>> START DOCUMENT SEGMENT

The last few days in South Africa were hectic! The awesome family lunch at Quay 4 on the Waterfront on the Sunday, then Monday and Tuesday trying to get the Hermanus Rainbow Trust website done on Siobhan's macbook. After all the time and effort put into creating the website in iweb, the host guy couldn't figure out how to upload a mac website onto a non-mac server. Of course, we couldn't help him either. And, to make matters worse, the silly man had deleted completely the existing website, so now there was nothing. A void, an empty space. A, "This page has permanently vanished" message. No possible bloody way could I leave my Mom without a website, so we managed to upoad Wordpress onto the server, and I started making her a Wordpress website, just so she has something there. Worked until late Tuesday night, then got up at 5am to continue on the Wednesday, as we were supposed to be leaving Hermanus at 10am the latest. I wanted to do a little shopping first, and hadn't even packed our bags yet. Well, only finished the website at about 10am and then had to pack. Trying to pack a lot into a little is something I have perfected over the years. I managed to pack one big suitcase, two big backpacks, two draggy carry on bags and one gym bag. For us, that was hardly anything. We were no sooner getting ready to go out the door, when my Mom's housekeeper came running out with a pile of freshly ironed washing that we'd forgotten to take. I had to try and stuff it into the hand luggage, which proved to be a big blessing.
I had contacted South African Airways previously, to query why we had 20kg each from Cape Town to Johannesburg, and 30kg each from then on. The lady on the phone was very unobliging, and advised me to go on a wild shopping spree at the duty free in Johannesburg to make up our weight allowance. Fat lot of help that was. But, when we arrived at Cape Town International at 4.30am, the check-in man looked so tired and bored, he'd obviously pulled an all-nighter, and checked in our big suitcase and the biggest backpack. I had the one I usually carried on my back, and Siobhan hiding around the corner with the two carry on suitcases and sports bag. The check in man never asked about hand luggage or said how much our two big bags weighed, as I was worried they were over the 40kg we had between the two of us. The flight to Johannesburg was uneventful and we managed to get away with our heavily-laden hand luggage which was way over the 7kg we were each allowed. When we arrived in Joburg, we went to the baggage collection - our bags weren't there! I went to advise them at the lost luggage office, but then they looked at our baggage slips and said that they'd been put in to fly direct to Kilimanjaro with us. I did think that this was a bit strange as we were changing from the domestic to international terminal and still had to check in for our international flight, but stupidly, didn't take it further. When we checked in, the check in guy there asked us for our luggage and we checked in ALL our hand luggage with the exception of Siobhan's school backpack and our laptops! It was only 37kg! Which of course means, that we were very lucky to get away with carrying 37kg of hand luggage on the plane when we were only allowed 14kg! Never have we traveled with so little hand luggage. Both Siobhan and I had no idea what to do with our hands. The plane was delayed 45minutes, which meant that we didn't have much time to make our connecting flight in Nairobi.

>> END DOCUMENT SEGMENT

■ EXERCISE
In the travel account, at what time did the writer and Siobhan arrive at Cape Town International? The material after this comes from a different source.

>> START EXTRACTED ENTRIES

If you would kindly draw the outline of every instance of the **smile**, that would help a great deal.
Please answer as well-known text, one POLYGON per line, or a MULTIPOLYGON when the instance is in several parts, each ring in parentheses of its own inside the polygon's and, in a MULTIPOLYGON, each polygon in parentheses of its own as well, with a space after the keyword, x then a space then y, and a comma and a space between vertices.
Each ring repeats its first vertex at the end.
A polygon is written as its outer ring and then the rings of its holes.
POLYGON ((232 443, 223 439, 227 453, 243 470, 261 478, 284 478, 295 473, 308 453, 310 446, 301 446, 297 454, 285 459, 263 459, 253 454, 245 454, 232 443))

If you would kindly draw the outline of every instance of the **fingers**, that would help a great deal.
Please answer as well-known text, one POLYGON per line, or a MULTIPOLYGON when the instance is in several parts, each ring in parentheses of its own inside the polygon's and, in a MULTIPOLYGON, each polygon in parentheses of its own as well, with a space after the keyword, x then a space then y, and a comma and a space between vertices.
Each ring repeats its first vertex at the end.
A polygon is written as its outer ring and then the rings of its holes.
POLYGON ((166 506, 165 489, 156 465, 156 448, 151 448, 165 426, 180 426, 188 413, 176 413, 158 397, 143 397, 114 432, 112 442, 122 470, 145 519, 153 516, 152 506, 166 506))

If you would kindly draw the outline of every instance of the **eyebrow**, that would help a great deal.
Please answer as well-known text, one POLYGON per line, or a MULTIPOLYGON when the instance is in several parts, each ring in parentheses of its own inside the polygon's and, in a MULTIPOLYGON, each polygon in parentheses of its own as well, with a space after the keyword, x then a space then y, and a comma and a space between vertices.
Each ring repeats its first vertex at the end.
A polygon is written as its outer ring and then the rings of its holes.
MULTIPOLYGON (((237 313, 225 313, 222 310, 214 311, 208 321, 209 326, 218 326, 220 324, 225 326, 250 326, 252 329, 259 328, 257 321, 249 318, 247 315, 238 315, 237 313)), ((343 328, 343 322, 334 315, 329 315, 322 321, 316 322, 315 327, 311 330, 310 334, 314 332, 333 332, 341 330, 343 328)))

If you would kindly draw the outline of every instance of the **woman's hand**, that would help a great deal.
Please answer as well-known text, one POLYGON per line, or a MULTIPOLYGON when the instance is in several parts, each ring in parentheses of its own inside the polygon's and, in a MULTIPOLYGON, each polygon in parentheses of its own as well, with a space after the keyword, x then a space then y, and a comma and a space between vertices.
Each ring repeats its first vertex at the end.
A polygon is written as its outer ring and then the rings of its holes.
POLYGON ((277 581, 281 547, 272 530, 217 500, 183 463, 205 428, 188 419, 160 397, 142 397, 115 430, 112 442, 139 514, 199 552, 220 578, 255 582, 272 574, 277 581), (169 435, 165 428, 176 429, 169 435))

>> END EXTRACTED ENTRIES

■ WRITTEN RESPONSE
4.30am